| Instructions to follow |
Return the count of lines in the following records that include "below", and nothing more.

(Extracted data entries)
··········

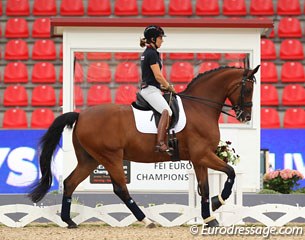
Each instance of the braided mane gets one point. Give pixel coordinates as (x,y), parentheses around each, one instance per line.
(200,75)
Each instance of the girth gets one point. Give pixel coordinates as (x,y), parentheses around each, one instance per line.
(171,99)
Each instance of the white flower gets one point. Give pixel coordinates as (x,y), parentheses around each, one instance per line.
(226,153)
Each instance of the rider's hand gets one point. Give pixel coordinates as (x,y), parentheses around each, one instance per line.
(171,88)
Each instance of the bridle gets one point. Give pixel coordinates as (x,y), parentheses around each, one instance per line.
(238,108)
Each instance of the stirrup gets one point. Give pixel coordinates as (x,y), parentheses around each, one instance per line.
(163,148)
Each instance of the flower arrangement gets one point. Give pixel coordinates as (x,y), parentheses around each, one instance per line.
(282,181)
(225,152)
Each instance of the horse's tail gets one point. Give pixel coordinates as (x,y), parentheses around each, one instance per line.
(48,145)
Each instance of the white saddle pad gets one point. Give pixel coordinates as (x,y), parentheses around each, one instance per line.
(145,123)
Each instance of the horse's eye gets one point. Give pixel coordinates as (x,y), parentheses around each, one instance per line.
(248,91)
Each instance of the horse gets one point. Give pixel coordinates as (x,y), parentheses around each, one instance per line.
(106,134)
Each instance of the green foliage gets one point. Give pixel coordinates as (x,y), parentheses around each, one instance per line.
(268,191)
(282,181)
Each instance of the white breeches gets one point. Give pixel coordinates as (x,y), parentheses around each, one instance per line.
(154,97)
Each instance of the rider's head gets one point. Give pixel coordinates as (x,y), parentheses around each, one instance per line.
(151,33)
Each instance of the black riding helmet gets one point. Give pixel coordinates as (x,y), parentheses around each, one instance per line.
(152,32)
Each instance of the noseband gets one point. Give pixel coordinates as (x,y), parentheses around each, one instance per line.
(239,108)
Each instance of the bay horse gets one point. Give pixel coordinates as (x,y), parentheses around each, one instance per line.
(106,134)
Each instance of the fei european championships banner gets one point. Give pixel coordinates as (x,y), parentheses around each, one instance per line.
(19,161)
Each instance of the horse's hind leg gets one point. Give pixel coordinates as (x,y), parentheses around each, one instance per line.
(86,164)
(203,191)
(117,175)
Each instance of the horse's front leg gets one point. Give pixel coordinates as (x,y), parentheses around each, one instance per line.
(215,163)
(203,191)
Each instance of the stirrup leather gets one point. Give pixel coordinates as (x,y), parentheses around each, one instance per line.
(163,148)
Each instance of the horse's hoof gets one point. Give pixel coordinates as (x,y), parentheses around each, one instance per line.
(210,222)
(151,225)
(71,224)
(216,202)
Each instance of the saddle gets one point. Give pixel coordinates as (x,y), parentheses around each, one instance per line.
(142,104)
(171,99)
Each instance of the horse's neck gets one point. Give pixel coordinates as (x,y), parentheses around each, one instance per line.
(214,88)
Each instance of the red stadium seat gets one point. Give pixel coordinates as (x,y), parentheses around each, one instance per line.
(15,118)
(99,72)
(16,72)
(291,49)
(72,8)
(261,8)
(232,119)
(236,56)
(181,56)
(270,118)
(44,8)
(127,72)
(221,118)
(268,72)
(98,55)
(180,8)
(207,8)
(41,28)
(17,8)
(294,118)
(180,87)
(78,96)
(289,27)
(268,51)
(208,56)
(126,55)
(292,72)
(293,95)
(269,95)
(126,8)
(16,50)
(153,8)
(43,72)
(125,94)
(182,72)
(288,7)
(98,94)
(234,8)
(207,66)
(42,118)
(99,8)
(44,50)
(78,73)
(43,95)
(16,28)
(15,95)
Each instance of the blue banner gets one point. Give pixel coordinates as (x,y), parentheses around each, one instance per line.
(19,156)
(19,160)
(286,147)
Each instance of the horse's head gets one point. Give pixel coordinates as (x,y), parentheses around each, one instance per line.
(240,95)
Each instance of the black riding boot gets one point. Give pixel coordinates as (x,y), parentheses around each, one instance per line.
(161,137)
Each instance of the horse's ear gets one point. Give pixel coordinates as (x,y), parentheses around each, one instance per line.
(255,70)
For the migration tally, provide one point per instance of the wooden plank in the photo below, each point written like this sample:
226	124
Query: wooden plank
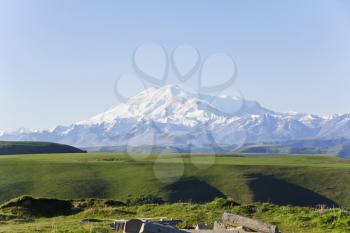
237	220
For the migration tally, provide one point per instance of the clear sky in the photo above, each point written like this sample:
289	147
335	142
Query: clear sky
59	59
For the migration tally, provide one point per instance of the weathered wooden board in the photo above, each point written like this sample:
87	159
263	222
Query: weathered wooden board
258	226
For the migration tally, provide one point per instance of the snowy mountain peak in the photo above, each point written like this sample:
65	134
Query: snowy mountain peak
176	116
173	104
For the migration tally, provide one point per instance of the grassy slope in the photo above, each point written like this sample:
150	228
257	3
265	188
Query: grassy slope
7	148
298	180
289	219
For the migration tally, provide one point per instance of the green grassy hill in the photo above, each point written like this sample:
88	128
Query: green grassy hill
26	214
8	148
297	180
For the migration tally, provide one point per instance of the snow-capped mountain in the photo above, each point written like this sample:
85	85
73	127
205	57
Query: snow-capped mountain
172	116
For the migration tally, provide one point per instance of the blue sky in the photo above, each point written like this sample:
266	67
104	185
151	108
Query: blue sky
59	59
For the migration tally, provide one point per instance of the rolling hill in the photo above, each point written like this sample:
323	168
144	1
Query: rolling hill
10	147
297	180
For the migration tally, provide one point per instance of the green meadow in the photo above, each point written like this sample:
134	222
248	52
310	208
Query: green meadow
303	193
282	180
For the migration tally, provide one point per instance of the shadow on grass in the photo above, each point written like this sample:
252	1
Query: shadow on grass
192	189
267	188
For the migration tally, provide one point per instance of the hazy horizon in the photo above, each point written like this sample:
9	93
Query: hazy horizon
59	60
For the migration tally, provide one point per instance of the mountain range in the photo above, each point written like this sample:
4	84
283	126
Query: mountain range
171	116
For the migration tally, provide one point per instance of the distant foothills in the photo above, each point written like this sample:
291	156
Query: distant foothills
172	118
9	148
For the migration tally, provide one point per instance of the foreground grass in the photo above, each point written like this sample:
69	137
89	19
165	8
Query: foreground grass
298	180
289	219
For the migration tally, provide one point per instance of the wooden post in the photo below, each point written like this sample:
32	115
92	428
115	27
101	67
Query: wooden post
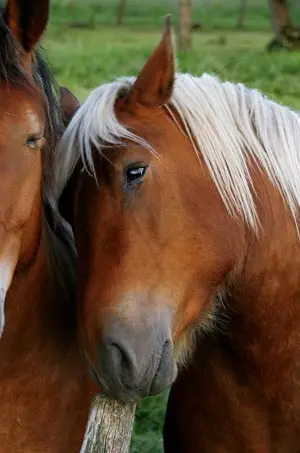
121	12
185	23
242	14
109	427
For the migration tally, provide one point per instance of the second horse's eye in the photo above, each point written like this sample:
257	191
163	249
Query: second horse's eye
135	174
35	142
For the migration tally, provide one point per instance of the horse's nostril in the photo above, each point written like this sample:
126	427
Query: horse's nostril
123	363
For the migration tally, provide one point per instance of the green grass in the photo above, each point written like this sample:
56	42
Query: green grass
84	58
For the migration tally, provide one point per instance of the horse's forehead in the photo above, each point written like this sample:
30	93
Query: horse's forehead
151	124
19	104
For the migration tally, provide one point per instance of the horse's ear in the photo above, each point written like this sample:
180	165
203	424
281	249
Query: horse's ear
68	103
154	85
27	19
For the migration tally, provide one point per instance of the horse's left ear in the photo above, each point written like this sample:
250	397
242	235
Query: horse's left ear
153	86
27	20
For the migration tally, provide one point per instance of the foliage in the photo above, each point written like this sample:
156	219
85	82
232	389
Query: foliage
83	58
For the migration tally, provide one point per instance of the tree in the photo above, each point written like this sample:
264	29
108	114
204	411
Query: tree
286	35
280	15
185	23
121	12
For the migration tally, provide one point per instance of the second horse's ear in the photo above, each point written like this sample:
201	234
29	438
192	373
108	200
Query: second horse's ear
69	104
154	84
27	20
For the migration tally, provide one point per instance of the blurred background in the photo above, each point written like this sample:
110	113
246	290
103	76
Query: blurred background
252	41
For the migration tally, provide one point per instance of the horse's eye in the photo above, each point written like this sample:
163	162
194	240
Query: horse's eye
34	142
135	174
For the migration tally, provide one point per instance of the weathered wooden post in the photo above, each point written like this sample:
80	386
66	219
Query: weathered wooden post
109	427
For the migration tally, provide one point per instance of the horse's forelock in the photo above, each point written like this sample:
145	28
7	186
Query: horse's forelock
229	124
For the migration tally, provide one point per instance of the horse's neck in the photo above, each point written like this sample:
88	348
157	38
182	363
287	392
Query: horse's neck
264	325
45	391
39	312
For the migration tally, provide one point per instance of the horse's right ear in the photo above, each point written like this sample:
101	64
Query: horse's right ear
68	104
154	84
27	20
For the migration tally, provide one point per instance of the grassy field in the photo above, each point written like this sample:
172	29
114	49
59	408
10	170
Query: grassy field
86	57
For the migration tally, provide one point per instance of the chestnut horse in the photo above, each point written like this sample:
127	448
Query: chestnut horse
44	391
186	195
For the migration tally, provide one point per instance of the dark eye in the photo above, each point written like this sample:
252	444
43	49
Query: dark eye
135	174
34	142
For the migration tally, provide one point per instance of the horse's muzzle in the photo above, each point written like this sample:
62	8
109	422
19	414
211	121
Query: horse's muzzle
136	359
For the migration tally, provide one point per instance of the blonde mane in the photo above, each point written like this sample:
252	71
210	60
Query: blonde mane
228	123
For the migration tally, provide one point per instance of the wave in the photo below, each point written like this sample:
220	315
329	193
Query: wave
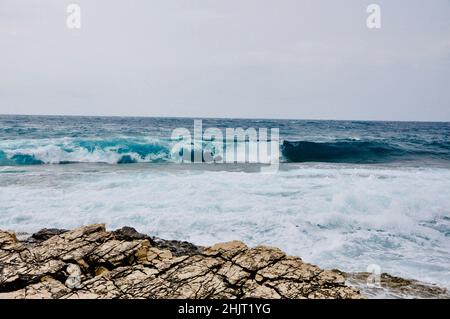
360	152
108	151
146	150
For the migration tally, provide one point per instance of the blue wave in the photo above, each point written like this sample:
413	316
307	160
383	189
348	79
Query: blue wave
363	152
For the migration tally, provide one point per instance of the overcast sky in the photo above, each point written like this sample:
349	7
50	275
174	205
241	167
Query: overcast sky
227	58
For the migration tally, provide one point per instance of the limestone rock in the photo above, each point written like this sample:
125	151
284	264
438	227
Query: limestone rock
90	262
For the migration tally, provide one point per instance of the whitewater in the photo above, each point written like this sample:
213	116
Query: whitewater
347	195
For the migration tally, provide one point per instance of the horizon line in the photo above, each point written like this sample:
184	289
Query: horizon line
226	118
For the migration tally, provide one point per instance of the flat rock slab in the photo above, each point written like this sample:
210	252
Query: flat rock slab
90	262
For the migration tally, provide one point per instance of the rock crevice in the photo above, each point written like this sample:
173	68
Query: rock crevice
91	262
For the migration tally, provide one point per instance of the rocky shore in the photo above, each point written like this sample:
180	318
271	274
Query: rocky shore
91	262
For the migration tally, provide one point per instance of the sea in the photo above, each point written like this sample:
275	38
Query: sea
351	195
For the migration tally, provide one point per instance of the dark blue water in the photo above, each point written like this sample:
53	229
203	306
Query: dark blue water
28	140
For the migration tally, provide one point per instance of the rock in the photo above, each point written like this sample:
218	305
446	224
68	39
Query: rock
90	262
177	248
128	233
396	287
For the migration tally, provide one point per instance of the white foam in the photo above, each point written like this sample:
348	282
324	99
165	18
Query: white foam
333	215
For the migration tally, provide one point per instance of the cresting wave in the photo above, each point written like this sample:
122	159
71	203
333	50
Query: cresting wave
361	152
130	150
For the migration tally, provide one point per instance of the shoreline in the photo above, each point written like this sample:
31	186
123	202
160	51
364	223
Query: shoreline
90	262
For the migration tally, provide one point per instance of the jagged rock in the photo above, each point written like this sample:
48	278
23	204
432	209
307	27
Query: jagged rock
396	287
128	233
47	233
90	262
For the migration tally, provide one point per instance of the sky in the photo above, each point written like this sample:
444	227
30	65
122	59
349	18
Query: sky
292	59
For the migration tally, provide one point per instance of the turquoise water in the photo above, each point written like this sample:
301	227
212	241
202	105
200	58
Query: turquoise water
347	195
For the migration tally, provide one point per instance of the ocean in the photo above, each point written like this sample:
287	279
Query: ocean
347	194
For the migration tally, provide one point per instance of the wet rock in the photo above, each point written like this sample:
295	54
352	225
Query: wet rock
47	233
395	287
90	262
129	233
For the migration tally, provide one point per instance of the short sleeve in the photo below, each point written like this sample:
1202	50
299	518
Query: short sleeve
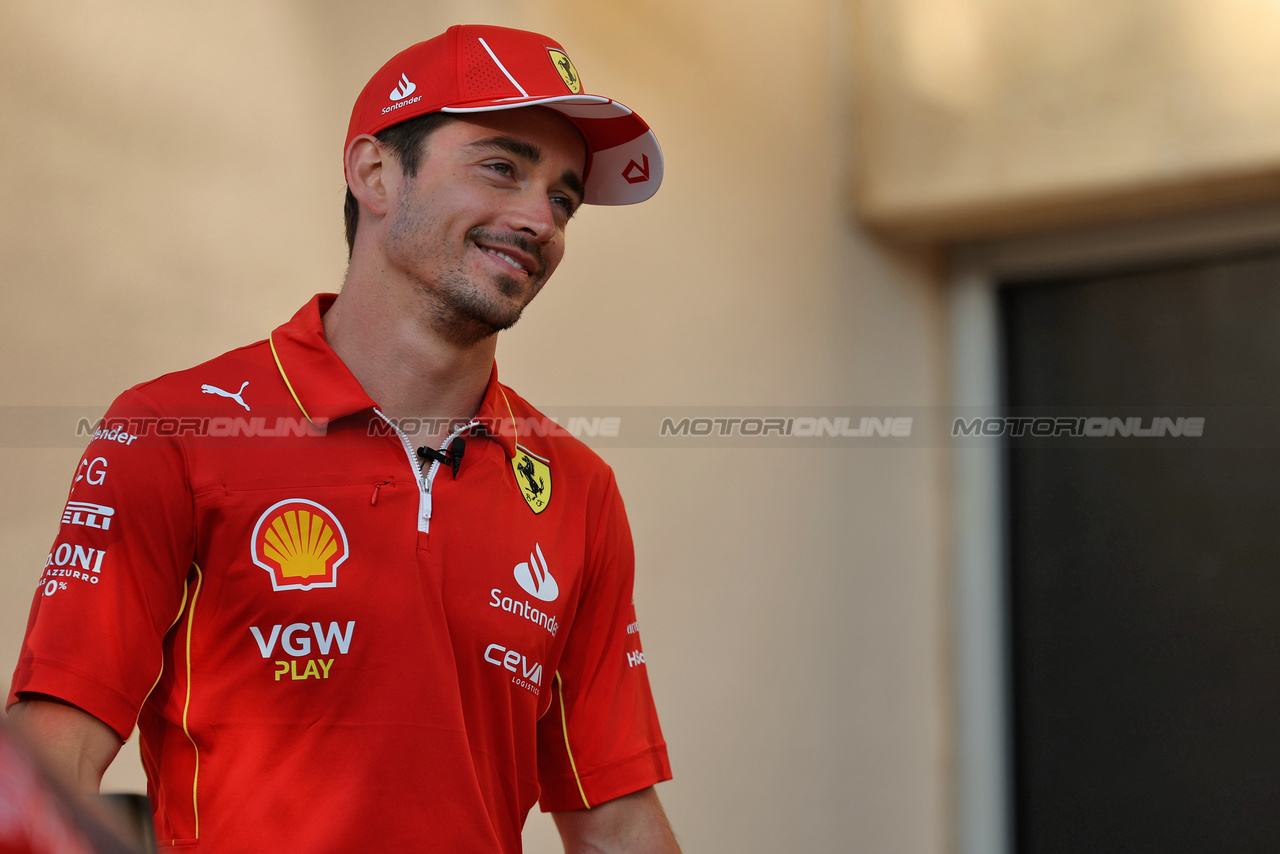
600	738
114	579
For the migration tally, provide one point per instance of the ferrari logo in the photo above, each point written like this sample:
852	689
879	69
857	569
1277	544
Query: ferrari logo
565	65
534	478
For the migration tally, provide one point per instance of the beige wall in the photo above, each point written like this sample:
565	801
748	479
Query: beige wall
999	117
173	188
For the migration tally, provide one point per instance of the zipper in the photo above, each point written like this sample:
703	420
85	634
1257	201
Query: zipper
424	478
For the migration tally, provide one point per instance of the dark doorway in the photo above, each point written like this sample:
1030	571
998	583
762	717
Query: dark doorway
1144	574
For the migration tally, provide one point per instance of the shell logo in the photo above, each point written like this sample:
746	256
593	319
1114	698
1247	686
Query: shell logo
301	544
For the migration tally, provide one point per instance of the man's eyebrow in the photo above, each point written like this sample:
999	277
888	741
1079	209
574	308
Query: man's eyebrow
533	154
517	147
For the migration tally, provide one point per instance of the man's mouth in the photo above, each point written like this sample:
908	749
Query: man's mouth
520	255
504	257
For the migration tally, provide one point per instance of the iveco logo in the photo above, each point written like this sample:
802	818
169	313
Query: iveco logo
535	578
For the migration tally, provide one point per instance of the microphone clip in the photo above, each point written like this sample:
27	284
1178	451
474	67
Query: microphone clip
452	457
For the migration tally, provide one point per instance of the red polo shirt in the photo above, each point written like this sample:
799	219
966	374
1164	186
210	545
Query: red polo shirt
327	648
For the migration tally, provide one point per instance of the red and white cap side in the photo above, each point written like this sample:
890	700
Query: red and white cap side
479	69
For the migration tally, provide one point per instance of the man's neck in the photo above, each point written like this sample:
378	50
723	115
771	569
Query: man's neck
384	338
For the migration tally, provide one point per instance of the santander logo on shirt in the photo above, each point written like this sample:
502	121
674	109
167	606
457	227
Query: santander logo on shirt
535	578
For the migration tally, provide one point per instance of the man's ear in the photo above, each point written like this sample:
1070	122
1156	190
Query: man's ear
366	173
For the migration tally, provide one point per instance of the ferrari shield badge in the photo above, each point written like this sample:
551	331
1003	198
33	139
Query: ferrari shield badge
534	478
565	65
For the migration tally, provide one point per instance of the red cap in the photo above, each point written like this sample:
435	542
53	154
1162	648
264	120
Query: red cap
476	69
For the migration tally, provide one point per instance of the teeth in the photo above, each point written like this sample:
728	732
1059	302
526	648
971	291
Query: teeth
506	257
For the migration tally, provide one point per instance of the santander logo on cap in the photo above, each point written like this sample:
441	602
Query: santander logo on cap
403	88
478	68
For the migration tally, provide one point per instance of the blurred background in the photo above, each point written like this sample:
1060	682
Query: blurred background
920	209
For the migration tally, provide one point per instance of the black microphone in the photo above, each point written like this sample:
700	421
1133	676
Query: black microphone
452	457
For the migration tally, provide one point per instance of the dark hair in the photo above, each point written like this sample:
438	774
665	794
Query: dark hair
407	142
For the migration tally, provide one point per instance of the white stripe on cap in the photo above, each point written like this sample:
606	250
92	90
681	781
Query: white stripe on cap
501	67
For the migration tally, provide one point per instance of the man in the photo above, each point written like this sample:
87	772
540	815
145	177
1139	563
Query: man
353	592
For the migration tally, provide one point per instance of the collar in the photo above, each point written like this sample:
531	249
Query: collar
324	388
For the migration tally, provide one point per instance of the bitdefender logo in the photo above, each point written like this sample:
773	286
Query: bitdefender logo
535	578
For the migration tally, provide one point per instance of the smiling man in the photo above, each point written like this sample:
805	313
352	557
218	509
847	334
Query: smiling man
355	593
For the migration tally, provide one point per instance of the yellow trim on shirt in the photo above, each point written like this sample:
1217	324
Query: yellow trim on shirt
186	706
568	749
515	434
286	378
182	606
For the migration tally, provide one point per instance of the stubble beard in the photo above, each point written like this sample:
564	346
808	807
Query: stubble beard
453	306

··········

| Reply to the exercise |
4